Retype all of the rows below without changing a single character.

** Begin Information supplied **

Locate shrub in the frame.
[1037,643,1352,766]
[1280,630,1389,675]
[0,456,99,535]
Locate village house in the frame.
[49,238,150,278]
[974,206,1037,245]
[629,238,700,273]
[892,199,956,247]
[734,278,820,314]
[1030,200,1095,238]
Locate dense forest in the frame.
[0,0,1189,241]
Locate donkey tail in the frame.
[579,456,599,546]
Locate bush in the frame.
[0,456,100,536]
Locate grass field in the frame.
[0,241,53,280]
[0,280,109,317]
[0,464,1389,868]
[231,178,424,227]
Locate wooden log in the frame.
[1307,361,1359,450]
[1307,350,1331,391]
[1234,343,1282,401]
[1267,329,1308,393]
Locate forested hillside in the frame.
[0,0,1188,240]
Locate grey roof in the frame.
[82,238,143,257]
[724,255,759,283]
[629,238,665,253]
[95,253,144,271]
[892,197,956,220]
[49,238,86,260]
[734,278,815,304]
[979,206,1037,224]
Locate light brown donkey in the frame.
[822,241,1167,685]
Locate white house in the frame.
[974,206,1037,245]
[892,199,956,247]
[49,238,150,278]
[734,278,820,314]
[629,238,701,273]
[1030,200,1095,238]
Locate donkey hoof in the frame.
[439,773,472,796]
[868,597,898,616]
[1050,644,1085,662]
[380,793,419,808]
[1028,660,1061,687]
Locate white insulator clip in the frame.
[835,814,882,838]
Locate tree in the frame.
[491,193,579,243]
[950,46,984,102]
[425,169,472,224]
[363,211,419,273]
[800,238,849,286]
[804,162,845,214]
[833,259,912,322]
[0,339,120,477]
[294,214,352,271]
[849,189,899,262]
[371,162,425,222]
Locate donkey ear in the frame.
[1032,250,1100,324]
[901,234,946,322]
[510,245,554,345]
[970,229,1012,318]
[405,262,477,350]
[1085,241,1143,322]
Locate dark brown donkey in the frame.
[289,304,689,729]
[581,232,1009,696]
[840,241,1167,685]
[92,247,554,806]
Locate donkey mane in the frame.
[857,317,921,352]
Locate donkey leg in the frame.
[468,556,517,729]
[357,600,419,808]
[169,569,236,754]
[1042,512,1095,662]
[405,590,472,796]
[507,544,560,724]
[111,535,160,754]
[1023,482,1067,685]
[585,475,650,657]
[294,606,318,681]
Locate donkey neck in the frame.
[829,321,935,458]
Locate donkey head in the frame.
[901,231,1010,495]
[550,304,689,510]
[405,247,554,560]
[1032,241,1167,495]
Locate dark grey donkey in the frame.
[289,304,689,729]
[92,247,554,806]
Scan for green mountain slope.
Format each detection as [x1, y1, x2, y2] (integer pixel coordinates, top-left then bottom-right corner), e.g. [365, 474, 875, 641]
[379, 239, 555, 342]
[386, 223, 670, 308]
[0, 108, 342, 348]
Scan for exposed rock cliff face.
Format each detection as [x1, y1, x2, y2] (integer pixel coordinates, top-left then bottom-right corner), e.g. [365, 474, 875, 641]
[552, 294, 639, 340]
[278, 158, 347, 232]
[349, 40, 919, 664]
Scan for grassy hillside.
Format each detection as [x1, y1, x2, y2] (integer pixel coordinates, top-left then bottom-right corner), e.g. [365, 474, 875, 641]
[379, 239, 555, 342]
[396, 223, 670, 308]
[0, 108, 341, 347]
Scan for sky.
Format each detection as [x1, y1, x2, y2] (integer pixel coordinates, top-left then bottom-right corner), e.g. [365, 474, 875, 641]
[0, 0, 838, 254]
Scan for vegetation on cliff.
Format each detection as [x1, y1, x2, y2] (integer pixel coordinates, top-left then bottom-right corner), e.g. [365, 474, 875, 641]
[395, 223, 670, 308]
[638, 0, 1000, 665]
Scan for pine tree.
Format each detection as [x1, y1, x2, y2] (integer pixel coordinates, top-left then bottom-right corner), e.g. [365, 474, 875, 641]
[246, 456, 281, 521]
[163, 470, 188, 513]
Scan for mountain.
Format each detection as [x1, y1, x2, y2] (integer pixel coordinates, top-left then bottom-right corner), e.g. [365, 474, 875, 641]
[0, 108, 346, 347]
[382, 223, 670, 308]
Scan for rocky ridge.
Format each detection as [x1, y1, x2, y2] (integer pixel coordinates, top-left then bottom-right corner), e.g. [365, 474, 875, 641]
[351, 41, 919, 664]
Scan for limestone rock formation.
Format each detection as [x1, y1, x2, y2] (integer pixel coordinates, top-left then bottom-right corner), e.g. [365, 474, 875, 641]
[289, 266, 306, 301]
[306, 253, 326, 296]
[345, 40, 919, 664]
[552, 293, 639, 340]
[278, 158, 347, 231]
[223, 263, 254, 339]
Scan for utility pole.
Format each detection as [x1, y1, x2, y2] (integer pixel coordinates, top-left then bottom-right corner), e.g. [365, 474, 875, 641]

** End Information supplied **

- _Task solution_
Locate shrub in the frame.
[1037,643,1352,766]
[1280,630,1389,675]
[0,456,99,535]
Locate village house in the frame.
[49,238,150,278]
[974,206,1037,245]
[629,238,700,273]
[892,199,956,247]
[734,278,820,314]
[1030,200,1095,238]
Locate dense forest in the frame.
[0,0,1189,241]
Locate donkey tail in the frame.
[579,456,599,546]
Locate bush in the frame.
[0,456,100,536]
Locate grass field in the frame.
[0,241,53,280]
[0,280,109,317]
[0,464,1389,868]
[231,178,424,227]
Locate wooden log in the frame.
[1307,361,1359,450]
[1307,350,1331,391]
[1234,343,1282,401]
[1267,329,1308,393]
Locate forested hillside in the frame.
[0,0,1188,240]
Locate grey roof in the frame.
[82,238,143,257]
[724,255,759,283]
[629,238,665,253]
[95,253,144,271]
[892,197,956,220]
[49,238,86,260]
[734,278,815,304]
[979,206,1037,224]
Locate light brown donkey in the frame.
[822,241,1167,685]
Locate white house in the frame.
[974,206,1037,245]
[892,199,956,247]
[49,238,150,278]
[734,278,820,314]
[629,238,701,273]
[1030,200,1095,238]
Locate donkey hoof in the frame.
[439,773,472,796]
[868,597,898,616]
[1050,644,1085,662]
[380,793,419,808]
[1028,660,1061,687]
Locate white insulator clip in the frame.
[835,814,882,838]
Locate tree in the frame.
[491,193,579,243]
[950,46,984,102]
[425,169,472,224]
[363,211,419,273]
[800,238,849,286]
[804,162,845,214]
[833,259,912,322]
[0,339,120,477]
[294,214,352,271]
[849,189,899,262]
[371,162,425,222]
Locate donkey ear in the frame.
[1032,250,1100,324]
[901,234,946,322]
[510,245,554,345]
[970,229,1012,318]
[405,262,477,350]
[1085,241,1143,322]
Locate dark brown donkey in the frame.
[289,304,689,729]
[581,232,1009,696]
[840,241,1167,685]
[92,247,554,806]
Locate donkey mane in the frame.
[857,317,921,352]
Locate donkey leg in the frame.
[468,556,517,729]
[357,600,419,808]
[169,569,236,754]
[1042,512,1095,662]
[405,590,472,796]
[507,544,560,724]
[111,535,160,754]
[1023,482,1067,685]
[585,475,650,657]
[294,606,318,681]
Locate donkey neck in the frame.
[829,321,935,458]
Locate donkey head in the frame.
[901,231,1010,495]
[550,304,689,510]
[405,247,554,560]
[1032,241,1167,495]
Locate dark grey donkey in the frame.
[289,304,689,729]
[92,247,554,806]
Scan for green mountain slope.
Format each detection as [x1, y1, x2, y2] (integer pixel coordinates, top-left then bottom-right corner), e.g. [365, 474, 875, 641]
[379, 239, 555, 342]
[386, 223, 670, 308]
[0, 108, 342, 348]
Scan for exposed rock cliff face.
Format each detection as [x1, y1, x2, y2] (integer pixel coordinates, top-left then bottom-right corner), e.g. [365, 474, 875, 641]
[552, 294, 639, 340]
[278, 158, 347, 232]
[349, 40, 919, 664]
Scan for grassy hillside.
Format each detection as [x1, y1, x2, y2] (integer pixel coordinates, top-left then bottom-right corner), e.g. [365, 474, 875, 641]
[379, 239, 555, 342]
[396, 223, 670, 308]
[0, 108, 341, 347]
Scan for sky.
Format each detection as [x1, y1, x2, y2] (integer pixel coordinates, top-left then bottom-right corner), e.g. [365, 474, 875, 641]
[0, 0, 838, 254]
Scan for vegetation on cliff.
Format each detection as [x1, y1, x2, y2] (integer pixel coordinates, top-left then bottom-right corner), e.g. [365, 474, 875, 641]
[395, 223, 670, 308]
[638, 0, 1000, 665]
Scan for pine tree.
Format each detection as [x1, y1, x2, y2] (integer pixel coordinates, top-left then bottom-right corner), e.g. [365, 474, 875, 641]
[246, 456, 281, 521]
[163, 470, 188, 513]
Scan for mountain.
Format each detection as [x1, y1, x2, y2] (integer pixel coordinates, top-left then bottom-right corner), e.g. [365, 474, 875, 641]
[0, 108, 346, 347]
[382, 223, 670, 308]
Scan for rocky ridge.
Format each detection as [x1, y1, x2, y2] (integer pixel coordinates, top-left then bottom-right corner), e.g. [365, 474, 875, 641]
[351, 41, 919, 664]
Scan for limestone rock formation.
Format each detection as [x1, y1, x2, y2] (integer pixel coordinates, top-left then bottom-right corner), e.g. [365, 474, 875, 641]
[289, 266, 306, 301]
[306, 253, 326, 296]
[345, 40, 919, 664]
[552, 293, 639, 340]
[278, 158, 347, 231]
[223, 263, 254, 339]
Scan for utility pole.
Format each detection as [x1, y1, x2, y2] (integer pixel coordinates, top-left then bottom-right corner), e.g. [365, 474, 875, 641]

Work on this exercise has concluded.